*Written task*
Copy out the listing from the line containing "Indicate the yellow" down to the line containing "[(34, 384)]", both lines included. Offset every coordinate in the answers by 146, and keep the requests and their format samples unchanged.

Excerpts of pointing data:
--

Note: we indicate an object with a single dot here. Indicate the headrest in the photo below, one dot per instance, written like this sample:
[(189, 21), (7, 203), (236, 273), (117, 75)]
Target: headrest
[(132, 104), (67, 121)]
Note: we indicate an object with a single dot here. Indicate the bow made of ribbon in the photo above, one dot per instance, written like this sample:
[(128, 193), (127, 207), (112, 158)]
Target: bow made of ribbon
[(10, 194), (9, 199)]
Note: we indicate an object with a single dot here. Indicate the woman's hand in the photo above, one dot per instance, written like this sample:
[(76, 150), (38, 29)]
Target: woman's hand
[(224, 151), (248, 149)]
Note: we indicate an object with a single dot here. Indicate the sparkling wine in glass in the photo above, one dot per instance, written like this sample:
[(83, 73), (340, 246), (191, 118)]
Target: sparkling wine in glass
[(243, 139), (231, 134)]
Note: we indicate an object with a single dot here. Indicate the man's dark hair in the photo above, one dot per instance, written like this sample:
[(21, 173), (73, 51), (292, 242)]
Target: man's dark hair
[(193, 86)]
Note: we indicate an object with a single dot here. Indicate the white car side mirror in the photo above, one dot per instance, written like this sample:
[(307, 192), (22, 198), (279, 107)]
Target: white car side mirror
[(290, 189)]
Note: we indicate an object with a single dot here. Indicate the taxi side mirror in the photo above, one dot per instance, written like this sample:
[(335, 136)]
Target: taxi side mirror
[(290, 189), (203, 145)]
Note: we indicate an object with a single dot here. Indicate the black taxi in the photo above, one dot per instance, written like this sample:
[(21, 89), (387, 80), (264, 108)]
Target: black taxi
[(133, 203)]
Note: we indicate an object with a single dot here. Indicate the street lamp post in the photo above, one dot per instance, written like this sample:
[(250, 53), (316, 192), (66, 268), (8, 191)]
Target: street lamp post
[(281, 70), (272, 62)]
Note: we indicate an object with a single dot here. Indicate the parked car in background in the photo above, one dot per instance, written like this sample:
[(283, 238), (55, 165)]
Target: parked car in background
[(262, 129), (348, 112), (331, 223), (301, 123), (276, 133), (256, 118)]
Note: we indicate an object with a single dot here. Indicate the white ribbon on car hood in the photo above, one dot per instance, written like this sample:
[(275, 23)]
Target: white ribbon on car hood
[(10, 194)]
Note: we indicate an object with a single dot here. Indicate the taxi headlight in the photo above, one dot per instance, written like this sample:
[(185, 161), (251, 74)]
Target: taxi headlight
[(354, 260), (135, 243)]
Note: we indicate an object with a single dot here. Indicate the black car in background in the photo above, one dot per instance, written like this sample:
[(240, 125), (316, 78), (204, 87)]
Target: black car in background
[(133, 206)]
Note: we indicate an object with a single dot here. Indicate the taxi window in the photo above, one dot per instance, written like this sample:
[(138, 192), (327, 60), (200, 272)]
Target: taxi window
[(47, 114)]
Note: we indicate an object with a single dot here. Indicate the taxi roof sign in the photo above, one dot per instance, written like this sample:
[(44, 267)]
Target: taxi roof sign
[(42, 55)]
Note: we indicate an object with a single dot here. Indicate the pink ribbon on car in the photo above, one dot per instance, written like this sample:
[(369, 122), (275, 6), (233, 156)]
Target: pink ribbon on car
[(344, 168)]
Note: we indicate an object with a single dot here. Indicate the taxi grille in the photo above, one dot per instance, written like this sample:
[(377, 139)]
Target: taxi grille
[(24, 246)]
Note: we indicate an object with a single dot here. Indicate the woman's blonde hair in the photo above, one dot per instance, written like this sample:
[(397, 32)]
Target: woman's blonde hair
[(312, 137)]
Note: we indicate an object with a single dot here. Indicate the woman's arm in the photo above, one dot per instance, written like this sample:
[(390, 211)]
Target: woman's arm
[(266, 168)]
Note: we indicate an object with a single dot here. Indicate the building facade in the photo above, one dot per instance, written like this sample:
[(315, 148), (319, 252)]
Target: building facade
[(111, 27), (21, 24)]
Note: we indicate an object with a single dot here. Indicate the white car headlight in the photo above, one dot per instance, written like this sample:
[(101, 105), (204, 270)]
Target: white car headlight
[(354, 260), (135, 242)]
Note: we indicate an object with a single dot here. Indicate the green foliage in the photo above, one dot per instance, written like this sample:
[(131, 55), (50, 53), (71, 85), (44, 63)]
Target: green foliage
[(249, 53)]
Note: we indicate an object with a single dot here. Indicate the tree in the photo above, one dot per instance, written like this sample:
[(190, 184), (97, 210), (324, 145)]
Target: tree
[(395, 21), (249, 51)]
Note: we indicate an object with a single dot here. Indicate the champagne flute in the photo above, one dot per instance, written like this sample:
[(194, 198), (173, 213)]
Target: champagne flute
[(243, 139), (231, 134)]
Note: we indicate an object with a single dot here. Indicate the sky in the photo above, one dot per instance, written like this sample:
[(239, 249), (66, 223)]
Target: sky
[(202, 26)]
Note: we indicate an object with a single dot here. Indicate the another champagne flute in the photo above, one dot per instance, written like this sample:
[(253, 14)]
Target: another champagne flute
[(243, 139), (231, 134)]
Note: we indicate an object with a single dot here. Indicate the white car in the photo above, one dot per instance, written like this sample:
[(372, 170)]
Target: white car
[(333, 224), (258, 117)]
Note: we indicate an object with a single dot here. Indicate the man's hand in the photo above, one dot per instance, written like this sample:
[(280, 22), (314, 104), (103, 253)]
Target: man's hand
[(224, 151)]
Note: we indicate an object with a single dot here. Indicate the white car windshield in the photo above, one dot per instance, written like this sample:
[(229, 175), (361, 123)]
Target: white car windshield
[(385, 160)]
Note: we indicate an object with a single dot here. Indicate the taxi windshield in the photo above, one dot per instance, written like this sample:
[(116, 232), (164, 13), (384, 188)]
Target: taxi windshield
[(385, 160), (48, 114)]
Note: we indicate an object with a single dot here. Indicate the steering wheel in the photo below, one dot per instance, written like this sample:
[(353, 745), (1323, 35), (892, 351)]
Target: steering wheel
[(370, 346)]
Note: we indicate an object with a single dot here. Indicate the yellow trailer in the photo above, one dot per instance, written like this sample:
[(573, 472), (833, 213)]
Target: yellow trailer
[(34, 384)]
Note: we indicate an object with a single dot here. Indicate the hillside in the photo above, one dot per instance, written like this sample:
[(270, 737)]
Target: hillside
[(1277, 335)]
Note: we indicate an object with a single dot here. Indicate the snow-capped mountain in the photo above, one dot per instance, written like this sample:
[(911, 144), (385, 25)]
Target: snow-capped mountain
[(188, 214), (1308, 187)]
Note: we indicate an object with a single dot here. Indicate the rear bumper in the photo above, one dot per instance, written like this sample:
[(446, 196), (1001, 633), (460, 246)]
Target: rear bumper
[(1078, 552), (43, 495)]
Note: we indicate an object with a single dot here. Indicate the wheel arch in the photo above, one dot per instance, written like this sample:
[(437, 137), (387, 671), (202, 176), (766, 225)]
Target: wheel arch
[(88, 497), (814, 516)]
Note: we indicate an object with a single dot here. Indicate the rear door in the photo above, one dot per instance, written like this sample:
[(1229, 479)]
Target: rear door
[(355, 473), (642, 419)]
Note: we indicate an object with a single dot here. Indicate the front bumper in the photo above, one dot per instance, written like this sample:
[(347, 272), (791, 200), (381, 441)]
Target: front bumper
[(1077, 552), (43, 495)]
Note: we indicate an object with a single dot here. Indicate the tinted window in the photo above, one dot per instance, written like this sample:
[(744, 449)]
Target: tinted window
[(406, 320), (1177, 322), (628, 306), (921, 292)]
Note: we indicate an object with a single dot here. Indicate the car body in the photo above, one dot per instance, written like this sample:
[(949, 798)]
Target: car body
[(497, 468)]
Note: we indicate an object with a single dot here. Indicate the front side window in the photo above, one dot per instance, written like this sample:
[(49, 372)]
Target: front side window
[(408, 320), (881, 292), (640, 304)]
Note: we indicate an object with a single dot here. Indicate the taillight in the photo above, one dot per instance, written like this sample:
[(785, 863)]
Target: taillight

--

*Solved exercise*
Note: we indicate an object with a single dot here. Indicate the yellow trailer in the photo above, one dot per instance, written like this sample:
[(573, 472), (833, 213)]
Target: yellow trailer
[(180, 530)]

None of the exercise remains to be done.